▶ **Required work**: Count the lines in the data below that contain the string "steel", and reply with only that number.

Stored data entries:
● ● ● ●

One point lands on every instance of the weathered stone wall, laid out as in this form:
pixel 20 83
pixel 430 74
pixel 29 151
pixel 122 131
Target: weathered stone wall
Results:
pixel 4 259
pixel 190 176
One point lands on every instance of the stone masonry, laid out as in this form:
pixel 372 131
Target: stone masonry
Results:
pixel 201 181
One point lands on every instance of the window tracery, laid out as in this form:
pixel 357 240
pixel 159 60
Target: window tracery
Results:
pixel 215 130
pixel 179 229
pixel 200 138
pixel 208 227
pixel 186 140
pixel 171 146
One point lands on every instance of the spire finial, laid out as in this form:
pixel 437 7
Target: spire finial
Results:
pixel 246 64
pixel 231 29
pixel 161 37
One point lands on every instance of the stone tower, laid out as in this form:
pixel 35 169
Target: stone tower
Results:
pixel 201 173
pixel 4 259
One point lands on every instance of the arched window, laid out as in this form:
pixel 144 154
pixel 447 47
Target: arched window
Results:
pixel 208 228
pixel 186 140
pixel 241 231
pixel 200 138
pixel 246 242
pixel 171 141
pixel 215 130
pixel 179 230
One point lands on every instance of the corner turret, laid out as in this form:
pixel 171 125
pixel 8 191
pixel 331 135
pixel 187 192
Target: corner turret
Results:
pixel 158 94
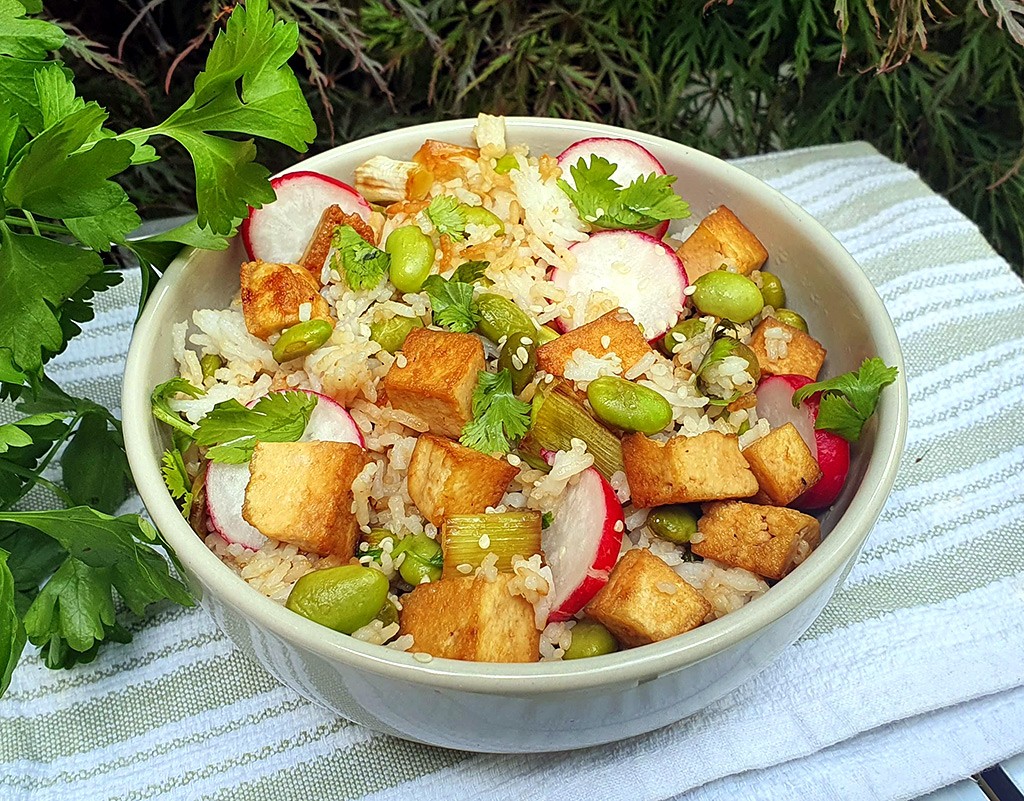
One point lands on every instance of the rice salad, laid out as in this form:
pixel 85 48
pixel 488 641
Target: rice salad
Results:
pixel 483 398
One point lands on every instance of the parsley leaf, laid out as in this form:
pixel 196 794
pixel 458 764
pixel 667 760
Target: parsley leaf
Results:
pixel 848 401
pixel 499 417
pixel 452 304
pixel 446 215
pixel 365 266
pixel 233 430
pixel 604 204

● ● ● ●

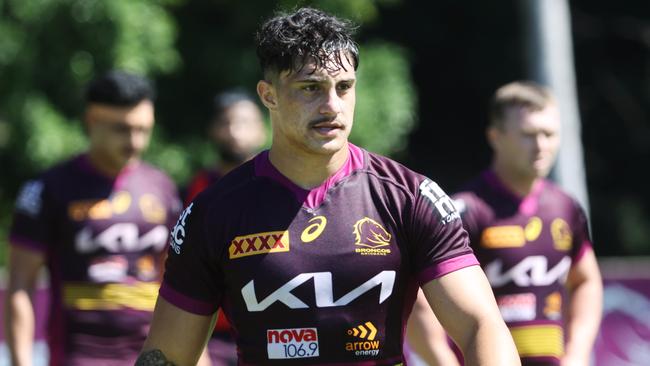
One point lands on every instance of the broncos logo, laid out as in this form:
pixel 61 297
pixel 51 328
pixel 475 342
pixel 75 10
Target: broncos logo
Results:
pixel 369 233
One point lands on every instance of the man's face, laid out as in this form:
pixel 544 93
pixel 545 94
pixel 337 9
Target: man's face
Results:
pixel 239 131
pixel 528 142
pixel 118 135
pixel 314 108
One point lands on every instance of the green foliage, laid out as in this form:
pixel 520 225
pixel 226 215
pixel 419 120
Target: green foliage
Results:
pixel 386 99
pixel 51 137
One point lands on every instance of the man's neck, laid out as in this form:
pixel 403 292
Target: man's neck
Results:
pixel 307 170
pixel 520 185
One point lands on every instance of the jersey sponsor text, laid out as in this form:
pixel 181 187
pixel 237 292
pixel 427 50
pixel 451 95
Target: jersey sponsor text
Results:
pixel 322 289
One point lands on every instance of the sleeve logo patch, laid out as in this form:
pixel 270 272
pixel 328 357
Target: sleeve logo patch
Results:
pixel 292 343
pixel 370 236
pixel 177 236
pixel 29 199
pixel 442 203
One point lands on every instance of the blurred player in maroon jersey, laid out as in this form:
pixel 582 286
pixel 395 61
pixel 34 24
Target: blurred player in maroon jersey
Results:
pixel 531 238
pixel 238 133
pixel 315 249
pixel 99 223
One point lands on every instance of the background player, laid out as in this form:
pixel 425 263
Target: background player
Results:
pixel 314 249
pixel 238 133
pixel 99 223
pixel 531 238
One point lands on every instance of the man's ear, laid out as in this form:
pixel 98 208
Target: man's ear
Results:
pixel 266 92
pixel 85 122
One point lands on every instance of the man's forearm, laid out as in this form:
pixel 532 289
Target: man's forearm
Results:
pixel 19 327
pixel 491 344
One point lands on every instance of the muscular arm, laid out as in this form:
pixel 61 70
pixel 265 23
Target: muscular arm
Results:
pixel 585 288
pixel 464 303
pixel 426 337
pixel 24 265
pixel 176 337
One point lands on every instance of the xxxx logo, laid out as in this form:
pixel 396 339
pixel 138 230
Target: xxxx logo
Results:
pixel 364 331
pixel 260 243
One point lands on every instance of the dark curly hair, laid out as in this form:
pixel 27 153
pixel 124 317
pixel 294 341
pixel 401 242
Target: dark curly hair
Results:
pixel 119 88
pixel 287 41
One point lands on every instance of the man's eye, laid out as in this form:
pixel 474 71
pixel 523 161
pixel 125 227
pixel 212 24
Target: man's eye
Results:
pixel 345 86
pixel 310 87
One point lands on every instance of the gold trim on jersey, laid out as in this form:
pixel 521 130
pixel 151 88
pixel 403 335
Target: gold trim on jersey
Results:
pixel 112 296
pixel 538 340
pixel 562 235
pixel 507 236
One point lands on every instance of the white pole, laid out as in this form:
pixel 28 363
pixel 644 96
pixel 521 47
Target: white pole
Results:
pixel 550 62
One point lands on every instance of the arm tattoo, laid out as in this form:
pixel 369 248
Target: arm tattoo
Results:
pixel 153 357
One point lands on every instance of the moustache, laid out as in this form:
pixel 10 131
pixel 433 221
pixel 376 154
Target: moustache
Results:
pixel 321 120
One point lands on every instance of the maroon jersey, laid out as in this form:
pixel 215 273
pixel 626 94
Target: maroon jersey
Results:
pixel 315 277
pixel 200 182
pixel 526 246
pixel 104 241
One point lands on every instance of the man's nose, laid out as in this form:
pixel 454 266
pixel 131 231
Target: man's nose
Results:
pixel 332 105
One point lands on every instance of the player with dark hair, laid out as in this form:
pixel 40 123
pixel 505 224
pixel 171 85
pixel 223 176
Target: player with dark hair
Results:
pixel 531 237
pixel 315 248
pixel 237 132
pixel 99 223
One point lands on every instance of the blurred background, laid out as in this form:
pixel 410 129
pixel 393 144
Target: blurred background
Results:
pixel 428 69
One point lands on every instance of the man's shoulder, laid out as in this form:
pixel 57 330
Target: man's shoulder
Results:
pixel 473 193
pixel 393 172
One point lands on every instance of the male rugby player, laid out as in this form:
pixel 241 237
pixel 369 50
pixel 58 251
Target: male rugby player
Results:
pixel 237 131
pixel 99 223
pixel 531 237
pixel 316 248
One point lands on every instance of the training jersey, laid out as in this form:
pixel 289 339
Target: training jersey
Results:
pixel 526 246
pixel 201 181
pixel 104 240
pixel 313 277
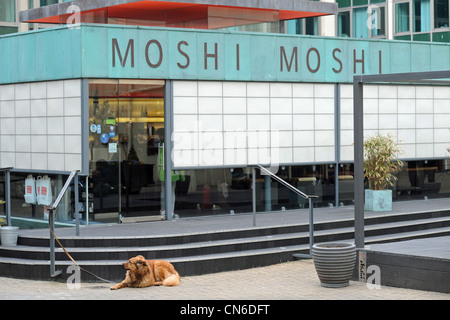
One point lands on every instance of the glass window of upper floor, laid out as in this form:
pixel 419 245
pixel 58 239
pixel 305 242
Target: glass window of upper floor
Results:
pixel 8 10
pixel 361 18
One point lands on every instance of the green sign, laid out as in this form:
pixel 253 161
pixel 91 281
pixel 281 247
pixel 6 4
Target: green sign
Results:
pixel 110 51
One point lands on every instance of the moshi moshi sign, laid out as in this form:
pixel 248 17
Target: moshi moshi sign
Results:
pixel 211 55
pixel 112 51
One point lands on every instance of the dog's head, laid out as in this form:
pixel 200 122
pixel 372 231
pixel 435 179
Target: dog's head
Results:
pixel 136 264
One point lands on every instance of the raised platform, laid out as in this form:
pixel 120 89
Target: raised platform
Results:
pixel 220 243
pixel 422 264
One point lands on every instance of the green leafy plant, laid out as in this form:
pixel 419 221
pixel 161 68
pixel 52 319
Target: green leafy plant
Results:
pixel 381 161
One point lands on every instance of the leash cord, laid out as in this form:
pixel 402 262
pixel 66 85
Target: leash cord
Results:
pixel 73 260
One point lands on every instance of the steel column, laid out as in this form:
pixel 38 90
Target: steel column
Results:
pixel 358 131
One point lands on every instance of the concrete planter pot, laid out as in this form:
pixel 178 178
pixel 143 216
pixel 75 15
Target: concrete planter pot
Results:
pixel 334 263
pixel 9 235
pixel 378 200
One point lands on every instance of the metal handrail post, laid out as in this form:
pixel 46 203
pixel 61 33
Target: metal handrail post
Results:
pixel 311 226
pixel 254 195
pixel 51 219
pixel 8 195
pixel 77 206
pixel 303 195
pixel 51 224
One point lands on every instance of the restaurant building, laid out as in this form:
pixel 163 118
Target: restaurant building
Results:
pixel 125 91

● ● ● ●

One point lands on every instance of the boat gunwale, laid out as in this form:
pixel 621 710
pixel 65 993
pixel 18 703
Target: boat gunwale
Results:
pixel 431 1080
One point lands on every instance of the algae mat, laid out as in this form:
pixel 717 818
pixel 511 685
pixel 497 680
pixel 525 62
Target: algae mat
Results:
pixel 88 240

● ● ● ●

▶ **Problem solution**: 2